Python scrapy start_urls

Question

is it possible to do something like below but with multiple url like below? Each link will have about 50 pages to crawl and loop. The current solution is working but only working if I use 1 URL instead of multiple urls.

 start_urls = [

'https://www.xxxxxxx.com.au/home-garden/page-%s/c18397' % page for page in range(1, 50),
'https://www.xxxxxxx.com.au/automotive/page-%s/c21159' % page for page in range(1, 50),
'https://www.xxxxxxx.com.au/garden/page-%s/c25449' % page for page in range(1, 50),
 ]

Hari Krishnan · Answer 1 · 2018-08-16T05:17:30.720

We can perform the operation by using another list. I've shared the code for it below. Hope this is what you're looking for.

• [PROVIDED DATA]:
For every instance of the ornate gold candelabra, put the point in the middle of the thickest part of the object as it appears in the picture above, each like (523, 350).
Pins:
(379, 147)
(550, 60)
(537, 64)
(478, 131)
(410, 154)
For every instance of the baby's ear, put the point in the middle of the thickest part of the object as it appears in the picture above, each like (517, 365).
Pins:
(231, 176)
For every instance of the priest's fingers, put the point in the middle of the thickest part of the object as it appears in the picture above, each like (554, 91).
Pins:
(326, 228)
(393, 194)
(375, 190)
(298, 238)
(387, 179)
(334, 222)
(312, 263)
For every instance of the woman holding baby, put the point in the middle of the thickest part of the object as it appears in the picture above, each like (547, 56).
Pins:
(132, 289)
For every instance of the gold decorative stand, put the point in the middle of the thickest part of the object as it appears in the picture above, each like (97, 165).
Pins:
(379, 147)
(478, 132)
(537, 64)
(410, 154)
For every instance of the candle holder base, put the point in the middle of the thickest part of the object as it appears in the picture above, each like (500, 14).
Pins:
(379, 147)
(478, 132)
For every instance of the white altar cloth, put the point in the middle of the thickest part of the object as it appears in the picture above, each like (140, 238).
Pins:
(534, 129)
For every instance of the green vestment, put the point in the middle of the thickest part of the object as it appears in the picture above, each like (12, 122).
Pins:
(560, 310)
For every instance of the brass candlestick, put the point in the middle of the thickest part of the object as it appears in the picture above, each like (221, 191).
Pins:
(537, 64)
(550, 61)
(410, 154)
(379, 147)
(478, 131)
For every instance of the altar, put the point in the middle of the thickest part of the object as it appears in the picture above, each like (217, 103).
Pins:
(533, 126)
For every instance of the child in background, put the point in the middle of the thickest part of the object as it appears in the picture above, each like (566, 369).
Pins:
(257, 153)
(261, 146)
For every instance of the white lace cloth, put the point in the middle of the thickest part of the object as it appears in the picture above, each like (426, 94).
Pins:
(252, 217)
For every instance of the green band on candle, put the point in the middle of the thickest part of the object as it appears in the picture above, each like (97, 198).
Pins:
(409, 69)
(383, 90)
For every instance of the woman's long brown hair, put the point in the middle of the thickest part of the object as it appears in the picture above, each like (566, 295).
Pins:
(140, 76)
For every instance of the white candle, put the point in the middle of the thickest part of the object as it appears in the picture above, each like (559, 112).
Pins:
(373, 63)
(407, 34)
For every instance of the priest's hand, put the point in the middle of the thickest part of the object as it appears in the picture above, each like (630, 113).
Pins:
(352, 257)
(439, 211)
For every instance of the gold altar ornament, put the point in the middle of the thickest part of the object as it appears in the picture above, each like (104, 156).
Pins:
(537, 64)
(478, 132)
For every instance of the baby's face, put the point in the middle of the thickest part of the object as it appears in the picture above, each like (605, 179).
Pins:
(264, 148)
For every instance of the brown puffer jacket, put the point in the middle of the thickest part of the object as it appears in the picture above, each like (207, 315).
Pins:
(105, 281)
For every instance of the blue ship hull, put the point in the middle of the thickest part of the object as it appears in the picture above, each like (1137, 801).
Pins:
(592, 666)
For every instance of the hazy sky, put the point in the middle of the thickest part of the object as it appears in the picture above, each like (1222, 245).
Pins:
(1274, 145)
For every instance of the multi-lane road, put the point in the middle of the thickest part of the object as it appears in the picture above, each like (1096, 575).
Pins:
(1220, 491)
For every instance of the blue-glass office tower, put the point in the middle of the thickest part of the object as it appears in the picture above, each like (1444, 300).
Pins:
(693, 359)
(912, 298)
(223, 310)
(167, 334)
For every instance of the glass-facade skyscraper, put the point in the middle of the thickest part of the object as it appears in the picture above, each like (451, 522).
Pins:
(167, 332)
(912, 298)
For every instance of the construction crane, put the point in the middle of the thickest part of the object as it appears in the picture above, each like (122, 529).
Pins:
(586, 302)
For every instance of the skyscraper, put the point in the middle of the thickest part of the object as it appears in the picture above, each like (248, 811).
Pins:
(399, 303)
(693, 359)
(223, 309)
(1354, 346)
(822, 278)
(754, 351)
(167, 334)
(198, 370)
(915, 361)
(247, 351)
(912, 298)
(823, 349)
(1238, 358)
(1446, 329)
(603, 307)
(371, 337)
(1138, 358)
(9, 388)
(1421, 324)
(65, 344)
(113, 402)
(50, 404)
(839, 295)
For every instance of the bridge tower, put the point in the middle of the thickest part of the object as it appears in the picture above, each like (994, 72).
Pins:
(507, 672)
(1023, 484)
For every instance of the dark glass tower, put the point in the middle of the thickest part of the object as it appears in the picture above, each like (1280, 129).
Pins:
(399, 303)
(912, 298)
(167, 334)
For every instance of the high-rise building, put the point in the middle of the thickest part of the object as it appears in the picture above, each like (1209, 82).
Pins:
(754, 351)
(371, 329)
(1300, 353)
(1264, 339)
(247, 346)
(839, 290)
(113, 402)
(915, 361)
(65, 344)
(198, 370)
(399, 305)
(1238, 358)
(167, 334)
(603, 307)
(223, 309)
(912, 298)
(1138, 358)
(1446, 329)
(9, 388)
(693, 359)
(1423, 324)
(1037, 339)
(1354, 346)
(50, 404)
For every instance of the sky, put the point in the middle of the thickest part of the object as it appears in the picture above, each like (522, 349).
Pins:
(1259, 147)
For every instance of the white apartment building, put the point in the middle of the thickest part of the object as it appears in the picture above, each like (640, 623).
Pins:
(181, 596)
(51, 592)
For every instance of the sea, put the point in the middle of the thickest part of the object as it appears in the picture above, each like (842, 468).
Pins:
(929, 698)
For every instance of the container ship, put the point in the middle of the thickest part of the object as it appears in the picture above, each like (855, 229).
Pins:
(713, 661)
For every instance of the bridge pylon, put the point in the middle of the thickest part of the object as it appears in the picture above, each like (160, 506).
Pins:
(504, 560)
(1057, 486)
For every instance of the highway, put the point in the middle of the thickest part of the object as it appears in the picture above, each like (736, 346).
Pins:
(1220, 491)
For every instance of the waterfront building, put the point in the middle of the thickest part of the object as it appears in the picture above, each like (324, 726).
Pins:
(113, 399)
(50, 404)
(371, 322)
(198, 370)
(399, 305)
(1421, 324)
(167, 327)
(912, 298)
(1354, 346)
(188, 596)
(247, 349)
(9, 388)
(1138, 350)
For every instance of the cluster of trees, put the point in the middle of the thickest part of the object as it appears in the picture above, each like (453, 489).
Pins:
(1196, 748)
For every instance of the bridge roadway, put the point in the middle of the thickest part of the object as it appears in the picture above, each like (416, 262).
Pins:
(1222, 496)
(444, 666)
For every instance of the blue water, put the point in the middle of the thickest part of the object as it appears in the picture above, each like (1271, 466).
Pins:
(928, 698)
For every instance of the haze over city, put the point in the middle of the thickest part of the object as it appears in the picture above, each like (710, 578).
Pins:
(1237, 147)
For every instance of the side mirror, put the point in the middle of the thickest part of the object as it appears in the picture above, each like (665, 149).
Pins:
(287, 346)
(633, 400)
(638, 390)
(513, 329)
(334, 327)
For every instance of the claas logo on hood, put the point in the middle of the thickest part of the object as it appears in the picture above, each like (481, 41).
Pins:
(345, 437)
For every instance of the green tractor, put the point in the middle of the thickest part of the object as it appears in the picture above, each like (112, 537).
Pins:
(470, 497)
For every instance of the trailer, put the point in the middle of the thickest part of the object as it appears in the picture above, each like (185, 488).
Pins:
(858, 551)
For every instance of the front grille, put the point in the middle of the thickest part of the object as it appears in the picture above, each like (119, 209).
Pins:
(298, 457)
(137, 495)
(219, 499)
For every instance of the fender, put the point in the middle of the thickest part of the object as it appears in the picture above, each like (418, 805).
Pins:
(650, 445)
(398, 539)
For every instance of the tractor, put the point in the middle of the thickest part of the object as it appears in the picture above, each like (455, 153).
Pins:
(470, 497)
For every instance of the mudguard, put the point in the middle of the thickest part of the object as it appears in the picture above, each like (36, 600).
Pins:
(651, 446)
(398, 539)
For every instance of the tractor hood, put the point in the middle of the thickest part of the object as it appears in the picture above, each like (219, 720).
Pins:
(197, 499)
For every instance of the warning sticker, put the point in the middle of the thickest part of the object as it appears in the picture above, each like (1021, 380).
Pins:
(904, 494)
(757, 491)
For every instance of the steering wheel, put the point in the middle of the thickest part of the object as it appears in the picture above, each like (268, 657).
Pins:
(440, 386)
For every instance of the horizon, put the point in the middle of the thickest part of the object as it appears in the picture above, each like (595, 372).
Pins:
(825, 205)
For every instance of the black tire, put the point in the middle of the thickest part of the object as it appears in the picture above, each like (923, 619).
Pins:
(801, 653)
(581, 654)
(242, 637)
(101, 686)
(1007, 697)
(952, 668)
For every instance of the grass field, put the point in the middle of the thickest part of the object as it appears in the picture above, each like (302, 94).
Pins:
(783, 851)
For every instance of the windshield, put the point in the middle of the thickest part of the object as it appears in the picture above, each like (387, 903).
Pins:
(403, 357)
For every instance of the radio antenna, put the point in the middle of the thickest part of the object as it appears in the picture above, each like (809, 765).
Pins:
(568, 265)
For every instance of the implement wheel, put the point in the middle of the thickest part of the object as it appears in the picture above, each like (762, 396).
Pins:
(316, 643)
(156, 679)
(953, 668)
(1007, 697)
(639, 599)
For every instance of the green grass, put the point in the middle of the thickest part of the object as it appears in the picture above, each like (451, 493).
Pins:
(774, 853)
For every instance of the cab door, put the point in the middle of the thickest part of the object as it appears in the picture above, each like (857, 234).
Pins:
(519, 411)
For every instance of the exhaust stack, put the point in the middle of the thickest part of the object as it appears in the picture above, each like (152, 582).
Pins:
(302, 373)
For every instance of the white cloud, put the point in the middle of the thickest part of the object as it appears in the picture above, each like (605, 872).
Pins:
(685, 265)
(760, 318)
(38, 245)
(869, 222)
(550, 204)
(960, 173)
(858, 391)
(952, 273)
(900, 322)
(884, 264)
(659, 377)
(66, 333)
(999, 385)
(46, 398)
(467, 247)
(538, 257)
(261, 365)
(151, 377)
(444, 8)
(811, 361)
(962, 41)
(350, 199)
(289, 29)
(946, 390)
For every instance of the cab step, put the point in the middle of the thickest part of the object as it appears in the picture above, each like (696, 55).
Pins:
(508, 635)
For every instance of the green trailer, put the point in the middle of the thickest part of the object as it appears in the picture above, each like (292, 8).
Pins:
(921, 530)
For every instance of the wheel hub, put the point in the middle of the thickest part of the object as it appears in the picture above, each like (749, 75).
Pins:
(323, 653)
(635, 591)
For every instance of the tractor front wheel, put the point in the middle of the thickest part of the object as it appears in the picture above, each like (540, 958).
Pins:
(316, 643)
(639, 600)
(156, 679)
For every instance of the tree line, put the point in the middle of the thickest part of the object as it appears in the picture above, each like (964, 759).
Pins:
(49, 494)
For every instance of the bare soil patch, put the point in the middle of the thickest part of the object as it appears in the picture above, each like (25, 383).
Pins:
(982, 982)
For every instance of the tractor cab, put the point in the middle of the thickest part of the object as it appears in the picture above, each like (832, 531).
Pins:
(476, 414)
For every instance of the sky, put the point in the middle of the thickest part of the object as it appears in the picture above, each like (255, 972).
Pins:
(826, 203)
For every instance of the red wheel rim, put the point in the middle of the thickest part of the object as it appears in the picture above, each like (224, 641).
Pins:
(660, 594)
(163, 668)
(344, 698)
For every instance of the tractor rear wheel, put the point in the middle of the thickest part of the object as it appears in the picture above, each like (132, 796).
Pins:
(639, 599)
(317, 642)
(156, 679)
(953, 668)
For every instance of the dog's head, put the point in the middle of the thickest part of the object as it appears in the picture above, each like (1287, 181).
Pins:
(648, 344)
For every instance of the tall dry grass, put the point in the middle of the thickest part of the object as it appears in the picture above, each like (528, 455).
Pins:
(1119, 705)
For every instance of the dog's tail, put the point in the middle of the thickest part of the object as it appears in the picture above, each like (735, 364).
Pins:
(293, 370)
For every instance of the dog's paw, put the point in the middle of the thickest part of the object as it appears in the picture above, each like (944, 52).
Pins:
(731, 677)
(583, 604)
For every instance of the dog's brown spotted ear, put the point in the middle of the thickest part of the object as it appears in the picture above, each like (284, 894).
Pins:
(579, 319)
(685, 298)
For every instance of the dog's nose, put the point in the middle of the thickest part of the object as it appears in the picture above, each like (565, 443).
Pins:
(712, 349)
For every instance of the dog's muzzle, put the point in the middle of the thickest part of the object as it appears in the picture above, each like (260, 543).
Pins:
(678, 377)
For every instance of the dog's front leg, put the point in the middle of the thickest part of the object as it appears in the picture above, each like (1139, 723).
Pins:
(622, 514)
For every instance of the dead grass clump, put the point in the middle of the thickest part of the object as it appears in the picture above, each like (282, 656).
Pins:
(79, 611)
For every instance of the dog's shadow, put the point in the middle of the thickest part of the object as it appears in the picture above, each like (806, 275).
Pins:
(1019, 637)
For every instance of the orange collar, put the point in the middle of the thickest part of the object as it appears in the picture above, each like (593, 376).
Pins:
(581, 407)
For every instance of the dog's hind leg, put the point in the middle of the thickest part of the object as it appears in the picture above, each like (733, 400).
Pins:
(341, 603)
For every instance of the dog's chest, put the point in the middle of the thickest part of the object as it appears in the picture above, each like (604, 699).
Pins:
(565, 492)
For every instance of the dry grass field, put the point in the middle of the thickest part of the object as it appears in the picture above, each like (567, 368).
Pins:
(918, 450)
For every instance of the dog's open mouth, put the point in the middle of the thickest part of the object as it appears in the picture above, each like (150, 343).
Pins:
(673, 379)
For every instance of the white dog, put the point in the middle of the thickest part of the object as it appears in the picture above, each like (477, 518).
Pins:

• [SET TASKS]:
[a] Can you reproduce the entire Scrapy start_urls thread word for word?
[b] Which lines in the listing contain the string "wheel"? Copy each of them in full, treating uppercase and lowercase as different.

• [ANSWERS BY TASK]:
[a]
Python scrapy start_urls

Question

is it possible to do something like below but with multiple url like below? Each link will have about 50 pages to crawl and loop. The current solution is working but only working if I use 1 URL instead of multiple urls.

 start_urls = [

'https://www.xxxxxxx.com.au/home-garden/page-%s/c18397' % page for page in range(1, 50),
'https://www.xxxxxxx.com.au/automotive/page-%s/c21159' % page for page in range(1, 50),
'https://www.xxxxxxx.com.au/garden/page-%s/c25449' % page for page in range(1, 50),
 ]

Hari Krishnan · Answer 1 · 2018-08-16T05:17:30.720

We can perform the operation by using another list. I've shared the code for it below. Hope this is what you're looking for.

[b]
For every instance of the steering wheel, put the point in the middle of the thickest part of the object as it appears in the picture above, each like (268, 657).
For every instance of the implement wheel, put the point in the middle of the thickest part of the object as it appears in the picture above, each like (762, 396).
For every instance of the wheel hub, put the point in the middle of the thickest part of the object as it appears in the picture above, each like (749, 75).
For every instance of the tractor front wheel, put the point in the middle of the thickest part of the object as it appears in the picture above, each like (540, 958).
For every instance of the red wheel rim, put the point in the middle of the thickest part of the object as it appears in the picture above, each like (224, 641).
For every instance of the tractor rear wheel, put the point in the middle of the thickest part of the object as it appears in the picture above, each like (132, 796).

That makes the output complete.